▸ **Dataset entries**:
= = =
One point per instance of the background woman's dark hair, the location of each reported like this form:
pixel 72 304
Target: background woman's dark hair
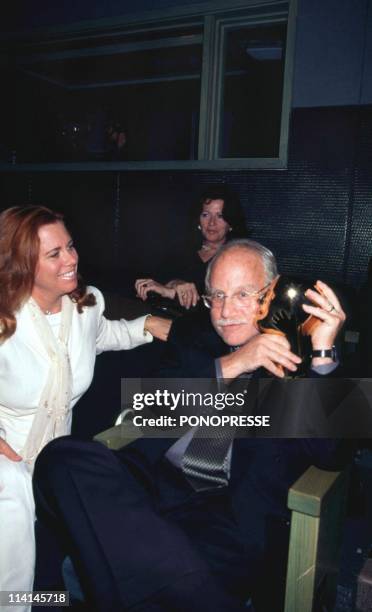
pixel 232 210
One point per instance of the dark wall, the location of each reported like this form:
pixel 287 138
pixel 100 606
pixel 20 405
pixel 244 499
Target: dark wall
pixel 316 216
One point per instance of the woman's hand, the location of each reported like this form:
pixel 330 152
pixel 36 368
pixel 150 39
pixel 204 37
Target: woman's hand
pixel 144 285
pixel 7 450
pixel 158 327
pixel 186 292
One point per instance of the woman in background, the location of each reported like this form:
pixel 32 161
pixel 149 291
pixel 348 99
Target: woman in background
pixel 218 217
pixel 51 328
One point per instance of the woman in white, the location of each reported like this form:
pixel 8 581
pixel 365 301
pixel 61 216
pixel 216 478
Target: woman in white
pixel 51 328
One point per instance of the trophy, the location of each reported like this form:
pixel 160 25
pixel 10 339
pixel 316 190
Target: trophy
pixel 281 313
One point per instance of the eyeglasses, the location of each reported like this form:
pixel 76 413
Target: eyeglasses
pixel 240 298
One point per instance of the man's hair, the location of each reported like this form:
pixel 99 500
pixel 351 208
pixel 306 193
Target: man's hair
pixel 250 246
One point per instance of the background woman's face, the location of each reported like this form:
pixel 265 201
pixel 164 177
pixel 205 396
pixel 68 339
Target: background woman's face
pixel 56 270
pixel 213 226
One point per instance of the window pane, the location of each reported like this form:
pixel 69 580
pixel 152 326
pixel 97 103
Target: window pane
pixel 252 94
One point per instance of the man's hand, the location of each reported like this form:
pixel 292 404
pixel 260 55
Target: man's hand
pixel 144 285
pixel 269 351
pixel 7 450
pixel 186 292
pixel 327 309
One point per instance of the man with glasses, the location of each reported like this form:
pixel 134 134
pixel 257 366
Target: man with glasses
= = =
▸ **EXERCISE AIM**:
Rewrite all of the records above with every "Target" changed to "Object" and nothing else altered. Leave the pictures out.

▸ **EXERCISE RESPONSE**:
One point per instance of the background woman's dark hair, the location of each reported like this form:
pixel 72 304
Object: background woman's dark hair
pixel 232 210
One point per instance of the dark wall, the location of each reported like this form:
pixel 287 138
pixel 100 606
pixel 20 405
pixel 244 499
Object: dark wall
pixel 316 216
One point per instance of the woman's hand, the location of each reported like this form:
pixel 330 152
pixel 36 368
pixel 150 39
pixel 204 37
Object: woman's hand
pixel 144 285
pixel 7 450
pixel 158 327
pixel 186 292
One point per instance of the woman in background, the location of each reported like this form:
pixel 32 161
pixel 149 291
pixel 348 99
Object: woman in background
pixel 218 217
pixel 51 328
One point per instance of the woman in white, the location of each reported like this form:
pixel 8 581
pixel 365 301
pixel 61 216
pixel 216 478
Object: woman in white
pixel 51 328
One point per instance of the trophy, the location of each reported like this form:
pixel 160 25
pixel 10 339
pixel 316 190
Object: trophy
pixel 281 313
One point per instance of the eyeglasses, the location of each reported like this form:
pixel 76 413
Object: eyeglasses
pixel 240 298
One point per instance of the man's hair, the location of each reported like this form:
pixel 99 500
pixel 351 208
pixel 306 193
Object: man's hair
pixel 250 246
One point per instance of the background woman's face, the location of each reported like this form:
pixel 265 201
pixel 164 177
pixel 205 396
pixel 68 339
Object: background woman's face
pixel 56 270
pixel 213 226
One point per instance of the window pane, the location of each reported like this form:
pixel 69 580
pixel 152 326
pixel 97 103
Object: window pane
pixel 252 94
One point per instance of the man's hand, the location of each reported like this form:
pixel 292 404
pixel 260 55
Object: man's hand
pixel 144 285
pixel 269 351
pixel 7 450
pixel 186 292
pixel 327 309
One point per instance of the man with glasses, the location of each reported like this form:
pixel 134 134
pixel 257 366
Object: man with glasses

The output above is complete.